DIRECTIVE:
Rewrite the data beginning at the line that has "Each instance of the dormer" and stopping after the line that has "pixel 81 372". Swap "slate roof" for "tile roof" and leave everything else unchanged.
— BEGIN —
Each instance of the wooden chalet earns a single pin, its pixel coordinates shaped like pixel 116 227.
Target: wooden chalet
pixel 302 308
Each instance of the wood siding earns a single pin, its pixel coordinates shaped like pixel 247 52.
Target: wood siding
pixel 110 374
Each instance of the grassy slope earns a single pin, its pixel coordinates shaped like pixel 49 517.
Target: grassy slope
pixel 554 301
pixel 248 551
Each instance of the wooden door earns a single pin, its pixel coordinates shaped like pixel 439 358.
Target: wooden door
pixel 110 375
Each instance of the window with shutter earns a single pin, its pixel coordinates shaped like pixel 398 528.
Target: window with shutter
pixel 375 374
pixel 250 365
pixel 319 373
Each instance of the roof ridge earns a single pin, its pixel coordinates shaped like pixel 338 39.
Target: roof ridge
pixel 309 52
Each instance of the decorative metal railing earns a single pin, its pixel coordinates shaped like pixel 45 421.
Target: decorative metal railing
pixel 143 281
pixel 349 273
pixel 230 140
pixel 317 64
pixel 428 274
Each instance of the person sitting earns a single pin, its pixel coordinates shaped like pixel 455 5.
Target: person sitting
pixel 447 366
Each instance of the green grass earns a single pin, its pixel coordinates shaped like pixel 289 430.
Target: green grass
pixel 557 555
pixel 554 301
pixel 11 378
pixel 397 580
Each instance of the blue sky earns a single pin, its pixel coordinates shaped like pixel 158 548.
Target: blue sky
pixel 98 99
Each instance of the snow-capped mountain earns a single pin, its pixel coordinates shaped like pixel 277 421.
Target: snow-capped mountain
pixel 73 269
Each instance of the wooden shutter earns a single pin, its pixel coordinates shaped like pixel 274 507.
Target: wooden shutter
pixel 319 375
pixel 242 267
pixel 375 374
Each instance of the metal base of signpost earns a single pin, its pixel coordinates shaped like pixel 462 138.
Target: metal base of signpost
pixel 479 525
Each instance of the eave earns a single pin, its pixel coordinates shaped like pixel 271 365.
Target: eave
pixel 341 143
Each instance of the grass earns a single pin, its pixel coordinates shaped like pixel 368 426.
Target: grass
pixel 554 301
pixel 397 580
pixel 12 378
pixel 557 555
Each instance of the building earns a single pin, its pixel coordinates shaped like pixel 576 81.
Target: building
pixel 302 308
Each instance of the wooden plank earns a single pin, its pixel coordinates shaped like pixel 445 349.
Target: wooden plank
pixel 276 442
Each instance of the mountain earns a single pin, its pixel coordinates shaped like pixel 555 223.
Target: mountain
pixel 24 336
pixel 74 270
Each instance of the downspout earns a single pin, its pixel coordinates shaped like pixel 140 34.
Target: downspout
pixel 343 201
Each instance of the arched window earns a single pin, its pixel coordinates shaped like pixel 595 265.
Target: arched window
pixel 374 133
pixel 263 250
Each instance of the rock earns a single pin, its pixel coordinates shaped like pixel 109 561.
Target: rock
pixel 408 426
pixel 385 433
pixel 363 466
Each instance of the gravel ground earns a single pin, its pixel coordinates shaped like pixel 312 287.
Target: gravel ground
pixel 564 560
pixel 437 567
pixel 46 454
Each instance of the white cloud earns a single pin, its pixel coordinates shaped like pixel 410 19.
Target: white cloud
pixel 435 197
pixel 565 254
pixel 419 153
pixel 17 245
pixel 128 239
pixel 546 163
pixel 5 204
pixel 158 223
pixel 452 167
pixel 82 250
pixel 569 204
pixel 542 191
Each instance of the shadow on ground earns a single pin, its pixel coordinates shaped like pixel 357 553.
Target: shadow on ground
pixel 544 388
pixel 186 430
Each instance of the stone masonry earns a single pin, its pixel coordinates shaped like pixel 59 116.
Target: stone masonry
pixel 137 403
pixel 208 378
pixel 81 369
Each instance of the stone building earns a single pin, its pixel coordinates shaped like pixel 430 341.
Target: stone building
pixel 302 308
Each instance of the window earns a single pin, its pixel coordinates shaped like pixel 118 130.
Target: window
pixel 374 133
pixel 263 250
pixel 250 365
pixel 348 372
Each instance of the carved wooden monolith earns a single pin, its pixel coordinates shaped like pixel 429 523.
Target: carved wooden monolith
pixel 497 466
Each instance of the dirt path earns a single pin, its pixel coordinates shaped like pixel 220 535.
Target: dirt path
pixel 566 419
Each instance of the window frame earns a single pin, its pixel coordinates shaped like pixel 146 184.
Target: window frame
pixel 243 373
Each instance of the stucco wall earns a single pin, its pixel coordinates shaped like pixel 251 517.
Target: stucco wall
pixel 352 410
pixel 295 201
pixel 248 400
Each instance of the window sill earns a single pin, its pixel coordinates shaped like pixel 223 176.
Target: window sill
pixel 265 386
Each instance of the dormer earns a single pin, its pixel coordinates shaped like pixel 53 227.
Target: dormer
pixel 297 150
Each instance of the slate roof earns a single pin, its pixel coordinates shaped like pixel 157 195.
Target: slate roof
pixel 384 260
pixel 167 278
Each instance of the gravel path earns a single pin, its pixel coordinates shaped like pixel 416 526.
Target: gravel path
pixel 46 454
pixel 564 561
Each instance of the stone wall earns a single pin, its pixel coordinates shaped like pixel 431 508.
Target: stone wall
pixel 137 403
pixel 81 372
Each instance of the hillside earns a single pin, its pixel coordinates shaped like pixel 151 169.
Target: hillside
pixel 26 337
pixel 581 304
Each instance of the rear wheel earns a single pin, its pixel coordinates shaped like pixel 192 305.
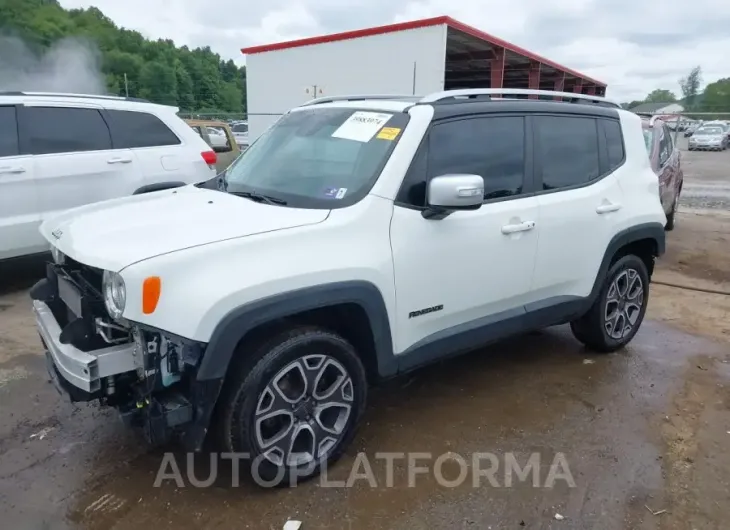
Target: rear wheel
pixel 616 315
pixel 297 408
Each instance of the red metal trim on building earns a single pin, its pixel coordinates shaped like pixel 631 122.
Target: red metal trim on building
pixel 497 69
pixel 417 24
pixel 533 81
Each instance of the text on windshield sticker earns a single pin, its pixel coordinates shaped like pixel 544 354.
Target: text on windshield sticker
pixel 361 126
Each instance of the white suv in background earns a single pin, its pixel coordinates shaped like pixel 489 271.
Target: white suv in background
pixel 358 238
pixel 59 151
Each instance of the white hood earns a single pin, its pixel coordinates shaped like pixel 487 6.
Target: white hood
pixel 113 234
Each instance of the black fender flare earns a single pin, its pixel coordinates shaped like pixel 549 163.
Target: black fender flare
pixel 237 323
pixel 159 186
pixel 240 321
pixel 653 231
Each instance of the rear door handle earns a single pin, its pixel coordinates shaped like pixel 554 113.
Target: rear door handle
pixel 519 227
pixel 12 170
pixel 608 208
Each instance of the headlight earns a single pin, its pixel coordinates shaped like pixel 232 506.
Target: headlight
pixel 58 256
pixel 115 294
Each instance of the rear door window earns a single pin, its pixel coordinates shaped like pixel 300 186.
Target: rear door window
pixel 139 129
pixel 8 132
pixel 614 143
pixel 665 145
pixel 65 130
pixel 567 148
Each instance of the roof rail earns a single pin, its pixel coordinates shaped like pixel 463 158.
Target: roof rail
pixel 70 95
pixel 474 93
pixel 361 97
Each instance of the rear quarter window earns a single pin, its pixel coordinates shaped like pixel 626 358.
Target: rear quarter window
pixel 139 129
pixel 52 130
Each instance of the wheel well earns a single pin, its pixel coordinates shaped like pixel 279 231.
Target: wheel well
pixel 645 249
pixel 349 320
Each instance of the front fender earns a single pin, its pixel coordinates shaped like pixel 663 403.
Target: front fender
pixel 237 323
pixel 240 321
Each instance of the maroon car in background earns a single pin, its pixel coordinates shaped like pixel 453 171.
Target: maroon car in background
pixel 666 162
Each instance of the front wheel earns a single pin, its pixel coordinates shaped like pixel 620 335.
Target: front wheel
pixel 618 311
pixel 296 410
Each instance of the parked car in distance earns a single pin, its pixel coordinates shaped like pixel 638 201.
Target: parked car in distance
pixel 240 131
pixel 689 131
pixel 60 151
pixel 219 136
pixel 712 136
pixel 666 161
pixel 356 240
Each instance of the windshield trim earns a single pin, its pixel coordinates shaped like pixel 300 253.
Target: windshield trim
pixel 316 203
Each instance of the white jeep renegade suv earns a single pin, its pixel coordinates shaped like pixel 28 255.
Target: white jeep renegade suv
pixel 357 239
pixel 59 151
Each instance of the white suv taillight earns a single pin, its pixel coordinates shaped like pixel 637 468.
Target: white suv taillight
pixel 210 158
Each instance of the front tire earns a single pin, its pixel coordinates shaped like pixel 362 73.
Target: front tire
pixel 618 311
pixel 297 408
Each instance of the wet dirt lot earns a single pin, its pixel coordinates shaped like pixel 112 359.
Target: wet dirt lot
pixel 642 431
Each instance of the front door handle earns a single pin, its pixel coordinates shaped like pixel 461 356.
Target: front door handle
pixel 12 170
pixel 518 227
pixel 608 208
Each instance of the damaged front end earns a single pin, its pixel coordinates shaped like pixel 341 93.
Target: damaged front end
pixel 147 374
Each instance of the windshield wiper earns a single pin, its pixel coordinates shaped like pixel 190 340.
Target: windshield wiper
pixel 259 198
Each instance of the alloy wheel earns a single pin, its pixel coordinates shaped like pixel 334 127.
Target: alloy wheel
pixel 623 304
pixel 303 411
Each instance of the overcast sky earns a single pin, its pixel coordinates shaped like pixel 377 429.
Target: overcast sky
pixel 632 45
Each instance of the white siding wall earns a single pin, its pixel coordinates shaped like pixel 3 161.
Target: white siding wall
pixel 381 64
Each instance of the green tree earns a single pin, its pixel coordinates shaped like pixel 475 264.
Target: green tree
pixel 158 83
pixel 690 87
pixel 717 96
pixel 155 69
pixel 185 89
pixel 660 96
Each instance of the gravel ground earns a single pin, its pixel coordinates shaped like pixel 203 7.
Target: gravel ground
pixel 706 178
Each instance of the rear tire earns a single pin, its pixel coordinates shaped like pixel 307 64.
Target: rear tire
pixel 618 311
pixel 293 405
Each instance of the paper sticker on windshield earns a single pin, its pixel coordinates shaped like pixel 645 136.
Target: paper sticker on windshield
pixel 335 193
pixel 388 133
pixel 361 126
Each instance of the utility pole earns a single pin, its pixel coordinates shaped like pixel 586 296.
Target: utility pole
pixel 316 89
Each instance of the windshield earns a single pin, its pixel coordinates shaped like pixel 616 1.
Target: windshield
pixel 709 131
pixel 319 157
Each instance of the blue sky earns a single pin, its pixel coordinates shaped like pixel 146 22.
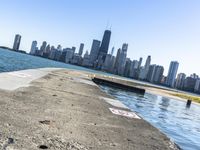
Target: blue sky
pixel 165 29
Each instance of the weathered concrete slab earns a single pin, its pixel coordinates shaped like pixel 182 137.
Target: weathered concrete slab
pixel 57 112
pixel 13 80
pixel 114 102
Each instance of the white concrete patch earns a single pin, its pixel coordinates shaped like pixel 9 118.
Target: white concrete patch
pixel 124 113
pixel 85 81
pixel 14 80
pixel 19 74
pixel 114 102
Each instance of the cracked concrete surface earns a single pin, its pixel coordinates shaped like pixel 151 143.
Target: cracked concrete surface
pixel 64 110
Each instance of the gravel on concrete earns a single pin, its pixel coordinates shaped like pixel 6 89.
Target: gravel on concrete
pixel 64 110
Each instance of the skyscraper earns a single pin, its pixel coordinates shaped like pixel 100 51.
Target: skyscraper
pixel 180 80
pixel 17 42
pixel 80 52
pixel 94 51
pixel 144 71
pixel 103 50
pixel 173 68
pixel 33 48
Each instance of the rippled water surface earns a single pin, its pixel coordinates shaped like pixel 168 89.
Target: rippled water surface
pixel 171 116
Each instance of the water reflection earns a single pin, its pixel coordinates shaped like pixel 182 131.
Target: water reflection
pixel 169 115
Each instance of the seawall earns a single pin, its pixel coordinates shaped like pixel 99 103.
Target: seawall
pixel 63 109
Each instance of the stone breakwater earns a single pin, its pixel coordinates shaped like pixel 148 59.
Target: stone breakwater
— END —
TASK RESULT:
Each instance of the dormer earns a single pin, its pixel coordinates shaped like pixel 53 227.
Target: dormer
pixel 297 150
Each instance of the tile roof earns a single pin, its pixel coordinates shaped like pixel 157 195.
Target: tile roof
pixel 384 260
pixel 167 278
Each instance of the gravel path earns a single pin, its pixel coordinates shaped like pixel 416 526.
Target: gravel path
pixel 46 454
pixel 564 561
Each instance of the stone wall earns a single pin, its pixel coordinates shaped like pixel 431 508.
Target: stone wall
pixel 137 403
pixel 81 372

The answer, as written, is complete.